Extracted entries =>
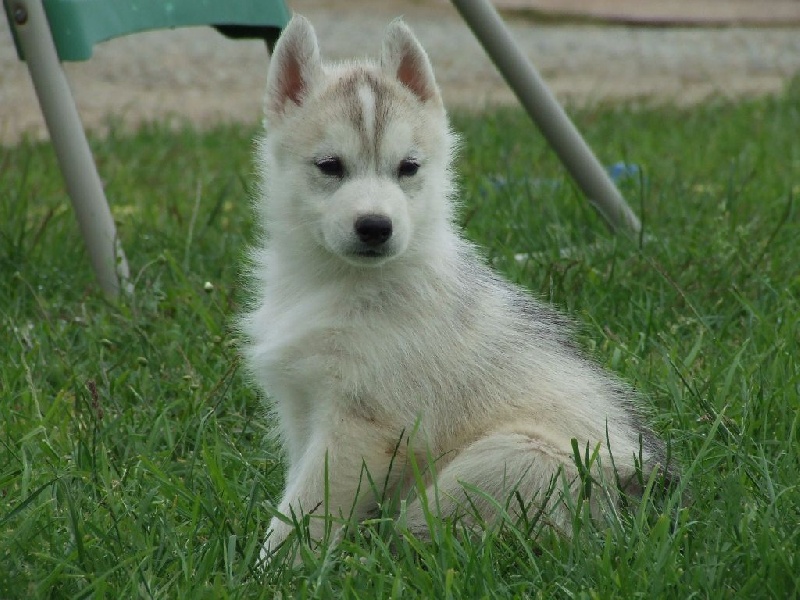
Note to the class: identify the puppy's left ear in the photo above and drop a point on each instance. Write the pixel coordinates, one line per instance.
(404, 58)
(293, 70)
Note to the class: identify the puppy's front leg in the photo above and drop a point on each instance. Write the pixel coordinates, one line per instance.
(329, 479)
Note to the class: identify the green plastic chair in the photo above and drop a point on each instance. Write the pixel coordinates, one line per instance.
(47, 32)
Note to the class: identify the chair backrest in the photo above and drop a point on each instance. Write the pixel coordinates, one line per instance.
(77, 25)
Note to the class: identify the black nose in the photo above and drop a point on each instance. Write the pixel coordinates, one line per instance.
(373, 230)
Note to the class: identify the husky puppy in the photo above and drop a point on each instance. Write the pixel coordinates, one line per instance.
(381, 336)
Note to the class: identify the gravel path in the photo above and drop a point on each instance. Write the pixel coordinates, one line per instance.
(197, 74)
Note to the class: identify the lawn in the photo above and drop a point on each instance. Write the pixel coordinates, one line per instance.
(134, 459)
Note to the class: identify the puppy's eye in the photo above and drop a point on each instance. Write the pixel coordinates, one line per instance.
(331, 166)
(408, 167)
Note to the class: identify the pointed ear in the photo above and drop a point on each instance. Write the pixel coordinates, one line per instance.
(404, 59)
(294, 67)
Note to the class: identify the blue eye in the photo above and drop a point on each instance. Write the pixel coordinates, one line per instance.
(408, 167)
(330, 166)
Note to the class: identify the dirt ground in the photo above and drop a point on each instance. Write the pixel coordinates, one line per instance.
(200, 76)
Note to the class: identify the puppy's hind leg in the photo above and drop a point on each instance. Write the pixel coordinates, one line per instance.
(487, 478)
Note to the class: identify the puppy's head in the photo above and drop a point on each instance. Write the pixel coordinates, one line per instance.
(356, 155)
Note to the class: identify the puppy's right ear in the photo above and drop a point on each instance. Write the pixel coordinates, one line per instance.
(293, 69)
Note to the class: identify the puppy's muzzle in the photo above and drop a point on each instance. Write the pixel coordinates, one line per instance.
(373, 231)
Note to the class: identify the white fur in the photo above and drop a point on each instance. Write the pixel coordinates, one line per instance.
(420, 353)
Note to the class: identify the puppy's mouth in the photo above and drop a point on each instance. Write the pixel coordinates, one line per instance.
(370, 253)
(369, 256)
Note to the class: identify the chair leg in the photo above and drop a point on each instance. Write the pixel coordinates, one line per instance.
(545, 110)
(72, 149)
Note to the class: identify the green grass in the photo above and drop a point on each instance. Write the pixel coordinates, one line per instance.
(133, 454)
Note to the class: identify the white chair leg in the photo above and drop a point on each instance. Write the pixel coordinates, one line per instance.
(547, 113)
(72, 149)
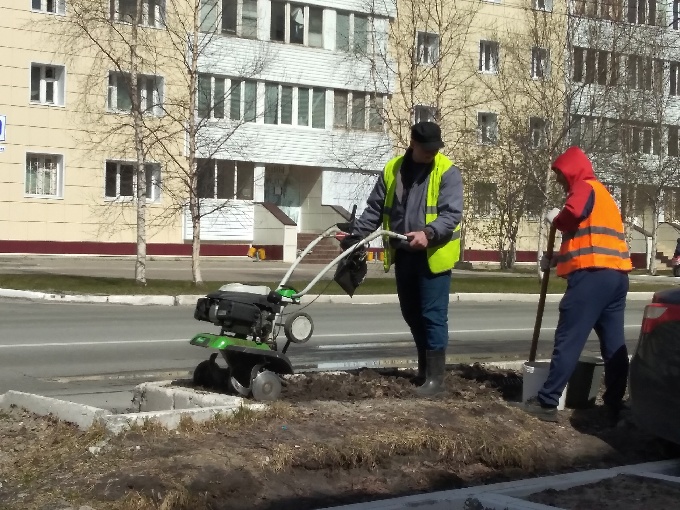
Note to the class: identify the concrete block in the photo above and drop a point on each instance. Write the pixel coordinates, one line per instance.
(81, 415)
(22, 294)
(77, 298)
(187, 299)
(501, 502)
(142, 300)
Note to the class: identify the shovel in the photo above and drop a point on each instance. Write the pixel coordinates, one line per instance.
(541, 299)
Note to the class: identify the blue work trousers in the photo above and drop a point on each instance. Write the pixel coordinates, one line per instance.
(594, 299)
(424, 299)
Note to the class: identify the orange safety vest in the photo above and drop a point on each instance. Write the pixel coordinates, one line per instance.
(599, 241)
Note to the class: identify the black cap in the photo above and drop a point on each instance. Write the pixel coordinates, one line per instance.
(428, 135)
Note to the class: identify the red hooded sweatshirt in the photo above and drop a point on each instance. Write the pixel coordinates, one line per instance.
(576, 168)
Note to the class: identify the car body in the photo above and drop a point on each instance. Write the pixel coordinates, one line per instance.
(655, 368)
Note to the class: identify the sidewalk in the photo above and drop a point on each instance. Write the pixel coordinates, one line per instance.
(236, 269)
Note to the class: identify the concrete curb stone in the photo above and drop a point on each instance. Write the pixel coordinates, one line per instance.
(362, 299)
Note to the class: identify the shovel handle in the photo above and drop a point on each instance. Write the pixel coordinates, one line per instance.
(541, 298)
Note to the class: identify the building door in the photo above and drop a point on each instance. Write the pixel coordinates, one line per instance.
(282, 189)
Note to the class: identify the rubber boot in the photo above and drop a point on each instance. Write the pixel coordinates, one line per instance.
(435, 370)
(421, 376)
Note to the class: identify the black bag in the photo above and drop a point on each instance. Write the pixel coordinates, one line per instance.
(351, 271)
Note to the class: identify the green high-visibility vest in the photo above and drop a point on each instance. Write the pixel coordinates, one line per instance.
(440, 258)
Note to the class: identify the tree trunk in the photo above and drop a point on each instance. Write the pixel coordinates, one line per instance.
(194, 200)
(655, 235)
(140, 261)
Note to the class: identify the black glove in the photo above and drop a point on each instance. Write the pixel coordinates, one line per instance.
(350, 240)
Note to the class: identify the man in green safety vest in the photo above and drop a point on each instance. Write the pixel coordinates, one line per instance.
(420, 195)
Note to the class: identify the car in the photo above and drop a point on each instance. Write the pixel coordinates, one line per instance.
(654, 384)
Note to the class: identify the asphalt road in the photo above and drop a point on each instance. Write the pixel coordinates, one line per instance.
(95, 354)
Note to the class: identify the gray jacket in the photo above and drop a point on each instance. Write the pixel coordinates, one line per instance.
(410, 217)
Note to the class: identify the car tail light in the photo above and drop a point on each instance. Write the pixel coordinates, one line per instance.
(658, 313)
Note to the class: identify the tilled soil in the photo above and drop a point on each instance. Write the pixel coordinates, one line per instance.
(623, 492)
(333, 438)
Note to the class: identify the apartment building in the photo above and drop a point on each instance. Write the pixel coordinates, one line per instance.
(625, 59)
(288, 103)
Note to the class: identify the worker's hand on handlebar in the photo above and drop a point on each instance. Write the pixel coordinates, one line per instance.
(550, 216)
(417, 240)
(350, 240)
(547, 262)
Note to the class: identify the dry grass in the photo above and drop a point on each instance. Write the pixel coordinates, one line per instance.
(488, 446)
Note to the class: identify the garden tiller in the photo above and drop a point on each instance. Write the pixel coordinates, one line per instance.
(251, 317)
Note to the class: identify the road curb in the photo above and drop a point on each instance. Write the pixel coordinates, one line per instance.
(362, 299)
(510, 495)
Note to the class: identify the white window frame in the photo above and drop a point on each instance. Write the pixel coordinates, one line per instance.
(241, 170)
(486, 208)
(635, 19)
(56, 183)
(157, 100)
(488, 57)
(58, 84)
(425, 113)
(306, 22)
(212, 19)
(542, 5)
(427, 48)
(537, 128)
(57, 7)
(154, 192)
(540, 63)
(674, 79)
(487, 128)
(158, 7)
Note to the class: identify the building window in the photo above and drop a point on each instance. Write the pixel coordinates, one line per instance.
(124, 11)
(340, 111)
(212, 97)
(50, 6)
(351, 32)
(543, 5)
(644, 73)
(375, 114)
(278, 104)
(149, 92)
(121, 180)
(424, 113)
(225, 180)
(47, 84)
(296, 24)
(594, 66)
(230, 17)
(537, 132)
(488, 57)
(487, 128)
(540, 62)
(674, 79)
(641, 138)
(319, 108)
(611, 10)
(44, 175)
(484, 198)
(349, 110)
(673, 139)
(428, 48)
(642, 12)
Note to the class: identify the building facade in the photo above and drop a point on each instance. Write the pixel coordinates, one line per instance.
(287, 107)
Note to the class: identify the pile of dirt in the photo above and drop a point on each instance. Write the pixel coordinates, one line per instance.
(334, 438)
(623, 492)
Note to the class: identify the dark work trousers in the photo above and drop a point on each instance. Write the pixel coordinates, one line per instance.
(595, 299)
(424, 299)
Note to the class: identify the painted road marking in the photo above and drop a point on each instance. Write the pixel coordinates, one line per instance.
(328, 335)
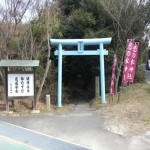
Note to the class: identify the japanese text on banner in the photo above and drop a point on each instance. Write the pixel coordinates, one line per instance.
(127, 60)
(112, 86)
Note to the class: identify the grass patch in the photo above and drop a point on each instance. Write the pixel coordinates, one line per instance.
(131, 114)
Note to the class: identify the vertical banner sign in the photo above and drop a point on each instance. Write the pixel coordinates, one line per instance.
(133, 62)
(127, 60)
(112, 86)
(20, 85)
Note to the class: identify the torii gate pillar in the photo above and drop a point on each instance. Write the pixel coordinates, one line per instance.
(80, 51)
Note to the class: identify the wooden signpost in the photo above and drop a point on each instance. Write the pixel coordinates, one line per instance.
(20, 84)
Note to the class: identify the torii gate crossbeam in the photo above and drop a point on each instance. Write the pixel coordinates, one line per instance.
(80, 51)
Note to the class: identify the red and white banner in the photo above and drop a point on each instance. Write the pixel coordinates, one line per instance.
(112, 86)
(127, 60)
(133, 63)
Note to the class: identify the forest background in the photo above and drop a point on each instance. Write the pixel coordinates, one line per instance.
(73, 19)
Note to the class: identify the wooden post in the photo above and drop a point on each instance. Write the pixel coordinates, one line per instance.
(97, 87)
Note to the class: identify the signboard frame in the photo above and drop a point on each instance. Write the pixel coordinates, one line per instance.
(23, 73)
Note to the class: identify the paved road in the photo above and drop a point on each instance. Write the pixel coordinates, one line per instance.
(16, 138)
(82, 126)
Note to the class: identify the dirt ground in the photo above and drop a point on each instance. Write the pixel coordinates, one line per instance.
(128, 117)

What you need to do =>
Once the line containing "Note to the class: identify the japanese" is found in the listing above, set down that line and every line after it, exactly.

Final answer =>
Note to the class: identify the japanese text on banner in the photo above and drop a point on each instance. Write the pixel coordinates, one line per instance.
(127, 60)
(112, 86)
Note to the class: identify the grass patch in the photo above and drop a point on each instance. Write the pixel coordinates, one line per instance.
(131, 114)
Note to the class: identify the vertical banner sign in the photo above and drop a point on each instance. Write the pixel coordinates, one line per instance.
(133, 62)
(127, 60)
(112, 86)
(20, 85)
Note to the class: identify the torii gate pillar in the photo above and drop a point on each instance. Write the pixel coordinates, one line per instance.
(80, 51)
Note to the class: identify the wooden signpost in the photo above and drop a point on each instance. Write the pixel coordinates, one line per instance.
(20, 84)
Note to the class: identify the torii gate crossbeam in the photo above and drop a point on each instance. Write the pixel coordinates, one line per instance.
(80, 51)
Note to the class: identify the red and white banner in the photo above and drop a point on each instance. Write the pixel coordinates, one line per instance.
(112, 86)
(127, 60)
(133, 63)
Note to the class: identify the forest background in the photo above and drop a point on each instance. Write the pixel coordinates, one line per instance.
(73, 19)
Note to the class: identify the wooden post in the photo above and drop a point on each instance. Write the pixel coordinates, one line per instance.
(97, 87)
Note to the class: identify the signboard frame in the photo above and drop a point on each instance. Write the pixel coordinates, one line per instance.
(23, 73)
Note to the class: identify the paved road in the photo above and drop a point on each instance. Write the pixel coordinates, one line per instance.
(16, 138)
(82, 126)
Note to the class: identify the dirt ground in the photo above and drop a point on each instance. Write the pixel coordinates, one line per instance.
(128, 117)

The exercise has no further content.